Tasks and exercises
1/ Quote the conditional logic guide from "Enhance your studies" up to and including "on previous answers.".
2/ List every operator named in the conditional logic guide's table of available operators.
3/ In the conditional logic guide, condense the steps that begin "Select the question you want to control" into one or two sentences, keeping the main facts.

[Start Excerpt provided]

Enhance your studies with dynamic logic, intelligent probing, and personalized content.
Conditional Logic
Show or hide questions based on previous answers.
Example
If participant selects "Yes" to "Do you own a car?" → Show follow-up questions about car usage
If participant selects "No" → Skip car-related questions
Setting Up Conditions
Select the question you want to control
Open condition settings
Define the rule:
Source question - Which question triggers it
Operator - Equals, not equals, is one of, greater than, etc.
Value - The answer that triggers the action
Save changes
Available Operators
Operator | Use Case |
Equals | Exact match |
Not equals | Any option except specified |
Is one of | Any of multiple options |
Is not one of | None of multiple options |
Greater than | Numeric above threshold |
Less than | Numeric below threshold |
Is empty | Question was skipped |
Is not empty | Any answer provided |
Common Patterns
Follow-up questions:
Q1: Do you use our app? - Yes → Show "How often?" - No → Skip to next section
Satisfaction follow-up:
Q1: Rate your satisfaction (1-5) - If 1 or 2 → "What disappointed you?" - If 4 or 5 → "What do you like most?"

[End Excerpt provided]
[Start Data section]

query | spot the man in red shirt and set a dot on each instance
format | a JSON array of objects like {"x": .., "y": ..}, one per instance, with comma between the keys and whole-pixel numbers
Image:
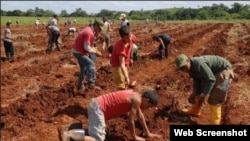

[End Data section]

Results for the exercise
1/
Enhance your studies with dynamic logic, intelligent probing, and personalized content.
Conditional Logic
Show or hide questions based on previous answers.

2/ Equals, Not equals, Is one of, Is not one of, Greater than, Less than, Is empty, Is not empty

3/ Select the question you want to control and open its condition settings. Define a rule with a source question that triggers it, an operator such as equals, not equals, is one of or greater than, and the answer value that triggers the action, then save the changes.